**EXERCISE REQUIREMENTS**
Can you arrange the lines below as a numbered list, dropping any blank lines and leaving the pictures out?

**RECORD SET**
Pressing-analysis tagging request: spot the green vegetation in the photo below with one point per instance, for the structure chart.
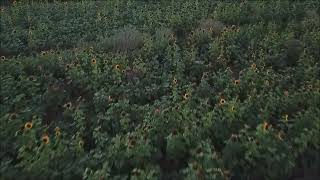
(185, 89)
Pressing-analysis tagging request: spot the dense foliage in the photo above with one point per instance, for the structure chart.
(186, 89)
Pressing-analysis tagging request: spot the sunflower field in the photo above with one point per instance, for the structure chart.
(168, 89)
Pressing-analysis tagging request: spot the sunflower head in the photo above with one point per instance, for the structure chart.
(222, 101)
(93, 61)
(45, 139)
(28, 125)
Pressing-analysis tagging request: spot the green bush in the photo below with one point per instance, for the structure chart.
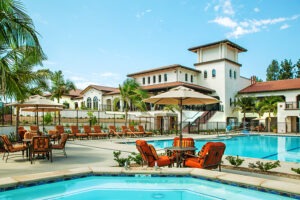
(137, 158)
(121, 161)
(235, 161)
(296, 170)
(265, 166)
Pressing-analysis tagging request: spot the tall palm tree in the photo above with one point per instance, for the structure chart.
(19, 51)
(268, 105)
(244, 105)
(132, 96)
(59, 86)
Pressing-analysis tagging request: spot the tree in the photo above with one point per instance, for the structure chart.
(59, 86)
(286, 70)
(132, 96)
(19, 52)
(244, 105)
(268, 105)
(297, 69)
(273, 71)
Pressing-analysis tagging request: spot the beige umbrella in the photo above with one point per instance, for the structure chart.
(38, 102)
(181, 96)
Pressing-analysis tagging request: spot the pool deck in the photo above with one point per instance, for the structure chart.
(96, 156)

**RESULT FOR THIS EXERCISE**
1. Pressing-analysis tagging request: spot the green vegetation in the photo below with one point per instance, for the structure chart.
2. (185, 89)
3. Pressing-analysis tagging request: spot the dense foliage in the photo above with one point per instance, for the structure chart.
4. (186, 89)
5. Pressing-analysis tagging request: spot the sunflower field in the photo above with one point per instance, for the structure chart.
6. (168, 89)
7. Pressing-analysis tagging request: spot the sunflower head in the photo above with one point per instance, for the structure chart.
8. (222, 101)
9. (93, 61)
10. (45, 139)
11. (28, 125)
12. Pressing-analysis tagging request: spot the green bush in the photo below with one point per instance, for the structure chart.
13. (137, 158)
14. (121, 161)
15. (235, 161)
16. (296, 170)
17. (265, 166)
18. Pressing-analysis tagging request: spot the tall palm tree in the photo above with one point per instance, for the structure chart.
19. (19, 51)
20. (268, 105)
21. (244, 105)
22. (132, 96)
23. (59, 86)
24. Pressing-analysis tagging request: spot the tree in the photo above with one point per instance, for the structure chart.
25. (59, 86)
26. (286, 70)
27. (132, 96)
28. (19, 52)
29. (244, 105)
30. (268, 105)
31. (297, 69)
32. (273, 71)
33. Pressing-analysis tagging request: spot the beige umbrella in the photo above with one point per instance, for the structure chart.
34. (38, 102)
35. (181, 96)
36. Pressing-analysis tagging request: spot the pool deck in the photo above with one point per instance, for the structure chart.
37. (96, 156)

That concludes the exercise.